Exercise instructions: Copy all of the data below verbatim, keeping every line and character unchanged.

Segment Open

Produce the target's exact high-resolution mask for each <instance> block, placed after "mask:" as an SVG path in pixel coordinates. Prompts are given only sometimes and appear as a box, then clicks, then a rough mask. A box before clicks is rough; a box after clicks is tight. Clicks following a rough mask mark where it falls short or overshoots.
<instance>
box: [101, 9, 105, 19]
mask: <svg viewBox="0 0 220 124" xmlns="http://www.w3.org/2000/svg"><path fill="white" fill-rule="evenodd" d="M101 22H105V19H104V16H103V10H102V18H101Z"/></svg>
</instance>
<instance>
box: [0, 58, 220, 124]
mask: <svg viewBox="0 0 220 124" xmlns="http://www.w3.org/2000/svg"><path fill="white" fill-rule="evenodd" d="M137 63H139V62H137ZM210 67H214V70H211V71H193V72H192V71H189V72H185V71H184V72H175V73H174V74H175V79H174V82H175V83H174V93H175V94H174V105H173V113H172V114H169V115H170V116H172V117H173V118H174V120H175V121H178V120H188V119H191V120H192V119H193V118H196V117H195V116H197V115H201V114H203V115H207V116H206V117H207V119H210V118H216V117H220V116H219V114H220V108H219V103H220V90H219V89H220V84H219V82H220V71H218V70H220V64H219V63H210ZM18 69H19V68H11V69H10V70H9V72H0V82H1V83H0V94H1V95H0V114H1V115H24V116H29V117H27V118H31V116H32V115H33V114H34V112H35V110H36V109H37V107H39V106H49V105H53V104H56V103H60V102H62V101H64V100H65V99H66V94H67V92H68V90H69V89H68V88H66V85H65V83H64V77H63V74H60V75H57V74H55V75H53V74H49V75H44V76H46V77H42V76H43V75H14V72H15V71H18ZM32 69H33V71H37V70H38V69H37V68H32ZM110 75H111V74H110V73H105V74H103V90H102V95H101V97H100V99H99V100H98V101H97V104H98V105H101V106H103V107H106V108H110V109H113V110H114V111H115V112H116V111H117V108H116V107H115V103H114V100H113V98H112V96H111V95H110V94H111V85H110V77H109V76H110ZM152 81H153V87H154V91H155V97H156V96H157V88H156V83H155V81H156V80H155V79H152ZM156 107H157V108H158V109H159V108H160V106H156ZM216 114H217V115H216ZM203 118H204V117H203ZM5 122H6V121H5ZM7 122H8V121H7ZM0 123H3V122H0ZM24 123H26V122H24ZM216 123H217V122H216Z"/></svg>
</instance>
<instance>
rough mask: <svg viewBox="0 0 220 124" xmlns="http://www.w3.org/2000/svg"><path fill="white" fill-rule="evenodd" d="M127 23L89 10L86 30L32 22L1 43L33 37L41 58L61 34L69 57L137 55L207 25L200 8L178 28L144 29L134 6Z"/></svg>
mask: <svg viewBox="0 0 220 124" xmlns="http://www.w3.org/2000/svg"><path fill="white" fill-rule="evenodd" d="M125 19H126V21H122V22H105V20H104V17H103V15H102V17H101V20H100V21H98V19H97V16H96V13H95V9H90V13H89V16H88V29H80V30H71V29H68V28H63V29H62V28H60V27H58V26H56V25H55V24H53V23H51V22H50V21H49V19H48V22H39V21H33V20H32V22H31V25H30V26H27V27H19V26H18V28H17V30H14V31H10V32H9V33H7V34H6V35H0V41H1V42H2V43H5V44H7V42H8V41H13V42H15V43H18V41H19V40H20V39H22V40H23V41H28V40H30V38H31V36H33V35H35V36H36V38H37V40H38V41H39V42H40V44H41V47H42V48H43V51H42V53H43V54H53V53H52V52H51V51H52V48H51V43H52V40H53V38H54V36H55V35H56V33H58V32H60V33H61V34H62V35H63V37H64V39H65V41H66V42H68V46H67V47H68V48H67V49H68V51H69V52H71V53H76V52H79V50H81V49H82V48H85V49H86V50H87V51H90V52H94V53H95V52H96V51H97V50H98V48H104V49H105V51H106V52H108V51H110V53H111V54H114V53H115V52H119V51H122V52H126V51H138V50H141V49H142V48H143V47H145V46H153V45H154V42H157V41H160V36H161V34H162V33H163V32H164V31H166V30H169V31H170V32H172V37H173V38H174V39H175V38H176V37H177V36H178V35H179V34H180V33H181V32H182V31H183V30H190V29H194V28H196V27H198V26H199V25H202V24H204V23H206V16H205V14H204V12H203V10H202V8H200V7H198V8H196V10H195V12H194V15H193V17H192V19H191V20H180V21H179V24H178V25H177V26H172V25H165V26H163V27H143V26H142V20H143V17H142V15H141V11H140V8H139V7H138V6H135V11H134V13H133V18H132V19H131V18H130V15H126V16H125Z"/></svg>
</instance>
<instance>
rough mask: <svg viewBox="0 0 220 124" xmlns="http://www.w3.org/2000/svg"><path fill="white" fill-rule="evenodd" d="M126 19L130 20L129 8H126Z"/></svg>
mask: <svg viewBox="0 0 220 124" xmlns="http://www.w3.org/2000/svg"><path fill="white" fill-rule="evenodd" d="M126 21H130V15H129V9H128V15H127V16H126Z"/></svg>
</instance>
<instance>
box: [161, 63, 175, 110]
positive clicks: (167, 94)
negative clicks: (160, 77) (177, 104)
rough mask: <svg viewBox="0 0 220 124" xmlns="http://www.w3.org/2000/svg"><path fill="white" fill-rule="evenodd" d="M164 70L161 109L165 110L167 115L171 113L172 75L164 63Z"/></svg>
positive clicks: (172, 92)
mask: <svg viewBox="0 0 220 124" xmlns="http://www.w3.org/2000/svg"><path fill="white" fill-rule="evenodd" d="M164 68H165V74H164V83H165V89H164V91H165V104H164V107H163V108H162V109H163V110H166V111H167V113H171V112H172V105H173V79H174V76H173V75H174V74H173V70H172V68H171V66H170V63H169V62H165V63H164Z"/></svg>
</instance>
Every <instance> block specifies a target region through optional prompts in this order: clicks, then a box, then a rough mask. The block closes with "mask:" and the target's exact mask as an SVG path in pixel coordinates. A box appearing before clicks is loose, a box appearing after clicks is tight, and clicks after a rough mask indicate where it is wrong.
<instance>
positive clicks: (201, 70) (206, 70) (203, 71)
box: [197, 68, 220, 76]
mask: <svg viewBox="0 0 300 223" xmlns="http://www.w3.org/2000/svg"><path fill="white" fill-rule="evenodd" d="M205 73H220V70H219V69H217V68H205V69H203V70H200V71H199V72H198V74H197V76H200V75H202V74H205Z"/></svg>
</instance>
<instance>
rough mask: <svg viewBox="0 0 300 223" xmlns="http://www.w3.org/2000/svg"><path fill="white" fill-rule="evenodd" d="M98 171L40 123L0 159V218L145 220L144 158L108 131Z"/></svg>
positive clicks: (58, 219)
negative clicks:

Segment Closed

Output below:
Produce the target's exact high-resolution mask for each <instance> block, placed after "mask:" as an SVG path in pixel coordinates. Prompts are given only sometimes and appear as a box, then clicks, then a rough mask. A box before clicks is rough; a box after clicks is tight. Clicks following a rough mask mark where it falls short or overshoots.
<instance>
box: [101, 9, 105, 19]
mask: <svg viewBox="0 0 220 124" xmlns="http://www.w3.org/2000/svg"><path fill="white" fill-rule="evenodd" d="M101 22H105V19H104V16H103V10H102V18H101Z"/></svg>
</instance>
<instance>
box: [0, 58, 220, 124]
mask: <svg viewBox="0 0 220 124" xmlns="http://www.w3.org/2000/svg"><path fill="white" fill-rule="evenodd" d="M137 63H139V62H137ZM210 67H214V70H211V71H193V72H192V71H189V72H185V71H184V72H175V73H174V74H175V79H174V82H175V83H174V93H175V94H174V105H173V113H172V114H169V115H170V116H172V117H173V118H174V120H175V121H178V120H188V119H191V120H192V119H193V118H196V117H195V116H197V115H201V114H203V115H207V116H206V117H207V119H210V118H216V117H220V116H219V114H220V108H219V103H220V90H219V89H220V84H219V82H220V71H218V70H220V64H219V63H210ZM18 69H19V68H11V69H10V70H9V72H0V82H1V83H0V94H1V95H0V114H1V115H24V116H29V117H27V118H31V116H32V115H33V114H34V112H35V110H36V109H37V107H39V106H49V105H53V104H56V103H60V102H62V101H64V100H65V99H66V94H67V92H68V90H69V89H68V88H66V85H65V83H64V77H63V74H60V75H57V74H55V75H53V74H49V75H44V76H46V77H42V76H43V75H14V72H15V71H18ZM32 69H33V71H37V70H38V69H37V68H32ZM110 75H111V74H110V73H105V74H103V90H102V95H101V97H100V99H99V100H98V101H97V104H98V105H101V106H103V107H106V108H110V109H113V110H114V111H115V112H116V111H117V108H116V107H115V103H114V100H113V98H112V96H111V95H110V94H111V85H110V77H109V76H110ZM152 81H153V87H154V91H155V97H156V96H157V88H156V83H155V81H156V80H155V79H152ZM156 107H157V108H158V109H159V108H160V106H156ZM216 114H217V115H216ZM203 118H204V117H203ZM5 122H6V121H5ZM7 122H8V121H7ZM0 123H3V122H0ZM24 123H26V122H24ZM216 123H217V122H216Z"/></svg>
</instance>
<instance>
rough mask: <svg viewBox="0 0 220 124" xmlns="http://www.w3.org/2000/svg"><path fill="white" fill-rule="evenodd" d="M127 23L89 10L86 30L32 22L1 43L33 37L41 58L61 34L69 57L137 55L207 25L200 8L178 28L144 29L134 6Z"/></svg>
mask: <svg viewBox="0 0 220 124" xmlns="http://www.w3.org/2000/svg"><path fill="white" fill-rule="evenodd" d="M125 19H126V21H122V22H105V20H104V17H103V15H102V17H101V20H100V21H98V19H97V16H96V13H95V9H90V13H89V16H88V29H80V30H71V29H68V28H63V29H62V28H60V27H58V26H56V25H55V24H53V23H51V22H50V21H49V19H48V22H39V21H33V20H32V22H31V25H30V26H27V27H19V26H18V28H17V30H14V31H10V32H9V33H7V34H6V35H0V41H1V42H2V43H5V44H7V42H8V41H13V42H15V43H18V41H19V40H20V39H22V40H23V41H28V40H30V38H31V36H33V35H35V36H36V38H37V40H38V41H39V42H40V44H41V47H42V48H43V51H42V53H43V54H53V53H52V52H51V51H52V48H51V43H52V40H53V38H54V36H55V35H56V33H58V32H60V33H61V34H62V35H63V37H64V39H65V41H66V42H68V46H67V47H68V48H67V49H68V51H69V52H71V53H76V52H79V50H81V49H82V48H85V49H86V50H87V51H90V52H94V53H95V52H96V51H97V50H98V48H104V49H105V51H106V52H108V51H110V53H111V54H114V53H115V52H119V51H122V52H126V51H138V50H141V49H142V48H143V47H145V46H153V45H154V42H157V41H160V36H161V34H162V33H163V32H164V31H166V30H169V31H170V32H172V37H173V38H174V39H175V38H176V37H177V36H178V35H179V34H180V33H181V32H182V31H183V30H190V29H194V28H196V27H198V26H199V25H202V24H204V23H206V16H205V14H204V12H203V10H202V8H200V7H198V8H196V10H195V12H194V15H193V17H192V19H191V20H180V21H179V24H178V25H177V26H172V25H165V26H163V27H143V26H142V20H143V17H142V15H141V11H140V8H139V7H138V6H135V11H134V13H133V18H132V19H131V18H130V15H126V16H125Z"/></svg>
</instance>
<instance>
rough mask: <svg viewBox="0 0 220 124" xmlns="http://www.w3.org/2000/svg"><path fill="white" fill-rule="evenodd" d="M126 19L130 20L129 8H126Z"/></svg>
mask: <svg viewBox="0 0 220 124" xmlns="http://www.w3.org/2000/svg"><path fill="white" fill-rule="evenodd" d="M126 21H130V15H129V9H128V15H127V16H126Z"/></svg>
</instance>
<instance>
box: [161, 63, 175, 110]
positive clicks: (167, 94)
negative clicks: (160, 77) (177, 104)
rough mask: <svg viewBox="0 0 220 124" xmlns="http://www.w3.org/2000/svg"><path fill="white" fill-rule="evenodd" d="M164 70L161 109L165 110L167 115L171 113L172 75L164 63Z"/></svg>
positive clicks: (172, 92)
mask: <svg viewBox="0 0 220 124" xmlns="http://www.w3.org/2000/svg"><path fill="white" fill-rule="evenodd" d="M164 68H165V74H164V83H165V89H164V91H165V104H164V107H163V108H162V109H163V110H166V111H167V113H171V112H172V105H173V79H174V76H173V75H174V74H173V70H172V68H171V66H170V63H169V62H165V63H164Z"/></svg>
</instance>
Every <instance> block specifies a target region through optional prompts in this order: clicks, then a box, then a rough mask. The block closes with "mask:" and the target's exact mask as an SVG path in pixel coordinates. A box appearing before clicks is loose, a box appearing after clicks is tight, and clicks after a rough mask indicate where it is wrong.
<instance>
positive clicks: (201, 70) (206, 70) (203, 71)
box: [197, 68, 220, 76]
mask: <svg viewBox="0 0 300 223" xmlns="http://www.w3.org/2000/svg"><path fill="white" fill-rule="evenodd" d="M205 73H220V70H219V69H217V68H205V69H203V70H200V71H199V72H198V74H197V76H200V75H202V74H205Z"/></svg>
</instance>
<instance>
rough mask: <svg viewBox="0 0 300 223" xmlns="http://www.w3.org/2000/svg"><path fill="white" fill-rule="evenodd" d="M98 171L40 123L0 159V218L145 220L144 158L108 131Z"/></svg>
positive clicks: (58, 219)
negative clicks:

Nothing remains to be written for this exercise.